-- Provided records --
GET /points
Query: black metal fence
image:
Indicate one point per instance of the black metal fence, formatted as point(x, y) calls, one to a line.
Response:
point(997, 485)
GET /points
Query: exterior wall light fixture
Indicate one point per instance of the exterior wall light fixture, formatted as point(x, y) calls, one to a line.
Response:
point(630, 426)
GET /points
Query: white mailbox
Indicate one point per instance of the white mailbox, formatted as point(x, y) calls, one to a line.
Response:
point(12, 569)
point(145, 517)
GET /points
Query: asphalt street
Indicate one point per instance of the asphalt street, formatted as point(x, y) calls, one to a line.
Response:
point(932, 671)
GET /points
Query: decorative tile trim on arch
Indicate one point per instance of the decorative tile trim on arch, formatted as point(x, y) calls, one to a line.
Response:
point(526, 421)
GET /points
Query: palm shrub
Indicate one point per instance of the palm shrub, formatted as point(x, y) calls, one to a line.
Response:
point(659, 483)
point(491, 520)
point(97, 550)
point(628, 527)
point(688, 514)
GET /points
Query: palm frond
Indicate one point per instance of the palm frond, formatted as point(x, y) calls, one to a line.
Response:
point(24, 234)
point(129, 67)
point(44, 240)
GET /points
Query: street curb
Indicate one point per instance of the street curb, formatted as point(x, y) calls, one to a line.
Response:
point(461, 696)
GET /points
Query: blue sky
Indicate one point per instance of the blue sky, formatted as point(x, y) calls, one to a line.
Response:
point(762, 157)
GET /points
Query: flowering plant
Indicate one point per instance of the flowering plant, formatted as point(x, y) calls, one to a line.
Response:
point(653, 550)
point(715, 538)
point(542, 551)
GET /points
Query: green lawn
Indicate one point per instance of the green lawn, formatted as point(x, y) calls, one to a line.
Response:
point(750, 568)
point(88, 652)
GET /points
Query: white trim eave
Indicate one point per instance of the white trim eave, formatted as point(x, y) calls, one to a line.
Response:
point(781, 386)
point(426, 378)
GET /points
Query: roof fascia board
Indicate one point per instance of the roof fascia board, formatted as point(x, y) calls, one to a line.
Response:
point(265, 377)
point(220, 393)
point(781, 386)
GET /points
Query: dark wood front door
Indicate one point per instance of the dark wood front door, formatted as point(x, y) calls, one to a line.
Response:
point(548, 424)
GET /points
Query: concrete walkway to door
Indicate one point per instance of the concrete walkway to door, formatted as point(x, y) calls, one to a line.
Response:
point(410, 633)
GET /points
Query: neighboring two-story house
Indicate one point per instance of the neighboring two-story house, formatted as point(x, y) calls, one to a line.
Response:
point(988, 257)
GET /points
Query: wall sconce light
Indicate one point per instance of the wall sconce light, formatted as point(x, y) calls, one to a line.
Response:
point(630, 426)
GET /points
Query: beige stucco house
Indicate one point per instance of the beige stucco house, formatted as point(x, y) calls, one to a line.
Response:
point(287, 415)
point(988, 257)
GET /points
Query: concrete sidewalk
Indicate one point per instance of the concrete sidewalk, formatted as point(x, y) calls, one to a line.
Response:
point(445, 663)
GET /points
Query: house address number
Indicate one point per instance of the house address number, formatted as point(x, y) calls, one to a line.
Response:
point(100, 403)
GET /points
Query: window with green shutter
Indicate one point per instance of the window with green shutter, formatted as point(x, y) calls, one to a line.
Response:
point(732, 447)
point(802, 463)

-- Work item --
Print the records again, exactly as they stand above.

-- Result --
GET /points
Query: black metal fence
image:
Indicate one point per instance of the black metal fence, formatted as point(x, y) calls, one to a line.
Response:
point(997, 485)
GET /points
Query: exterior wall light fixture
Indicate one point per instance of the exterior wall light fixture, formatted as point(x, y) calls, one to a line.
Response:
point(630, 426)
GET /points
Query: white mailbox
Indicate one point per instance of the white mailbox, formatted as point(x, y) calls, one to a line.
Response:
point(12, 569)
point(145, 517)
GET /points
Query: asphalt street
Indicate one point per instance of the asphalt street, formatted as point(x, y) calls, one to a line.
Response:
point(932, 671)
GET /points
Query: decorative tile trim on arch
Indicate one point per instance of the decorative tile trim on arch, formatted as point(x, y) calls, one to a line.
Response:
point(526, 421)
GET /points
Query: palm shrub
Indicate one point per instance of the palm shrub, formatted as point(x, y) calls, one to a line.
Response:
point(659, 483)
point(491, 520)
point(97, 550)
point(628, 527)
point(688, 514)
GET /points
Query: palm frond
Indicate one point per instance of the palm frond, formatted as point(x, y) calls, one to a line.
Response:
point(24, 234)
point(129, 67)
point(44, 240)
GET /points
Query: street curb
Indicate one point per instance of the street curb, formatted as point(x, y) calls, one to a line.
Response:
point(461, 696)
GET /points
Query: blue sky
Indicate one point per instance of the blue sky, formatted as point(x, y) calls, one to a line.
Response:
point(762, 157)
GET /points
Query: flowering plant
Indicate one point per instance of the flowering plant, formatted as point(x, y) calls, one to a line.
Response:
point(653, 550)
point(715, 538)
point(542, 551)
GET /points
Query: green lawn
Indicate one point per instance of the green lawn, formatted as point(x, y) calls, one to a line.
Response:
point(750, 568)
point(88, 652)
GET /points
Query: white trim eave
Indicate one point per instance of the white trim eave, formatted as point(x, y) calls, one to a line.
Response:
point(781, 386)
point(426, 378)
GET /points
Query: roof fascia board
Indicate one point per instance of the roof fascia board, formatted as point(x, y) calls, one to a line.
Response:
point(265, 377)
point(220, 393)
point(781, 386)
GET /points
Query: dark wood front door
Indicate one point per instance of the dark wood front door, formatted as point(x, y) calls, one to a line.
Response:
point(548, 424)
GET /points
Query: concrete walkway to door
Indicate one point per instance of the concrete walkway to door, formatted as point(x, y) calls, one to a line.
Response:
point(410, 633)
GET /points
Query: neighboring two-story house
Indicate one point per instance of the neighboring two-story house, formatted as point(x, y) calls, one to a line.
Response:
point(988, 257)
GET /points
Query: wall sconce light
Indicate one point per instance of the wall sconce light, formatted as point(x, y) calls, one to a line.
Response:
point(630, 426)
GET /points
Query: beige stucco house
Indicate one point per instance of the beige stucco house, formatted as point(x, y) calls, one to a line.
Response:
point(287, 415)
point(988, 257)
GET /points
Query: concrete sidewalk
Indicate one point per instance of the concrete sidewalk, formatted as point(x, y) calls, one to a line.
Response:
point(445, 663)
GET /points
Query: house address number
Indicate one point per instance of the house address number, formatted as point(x, y) calls, one to a line.
Response:
point(100, 403)
GET /points
Query: window with green shutter
Indicate one point per instance of the window with green shutter, formatted as point(x, y) calls, one to a line.
Response:
point(732, 447)
point(802, 463)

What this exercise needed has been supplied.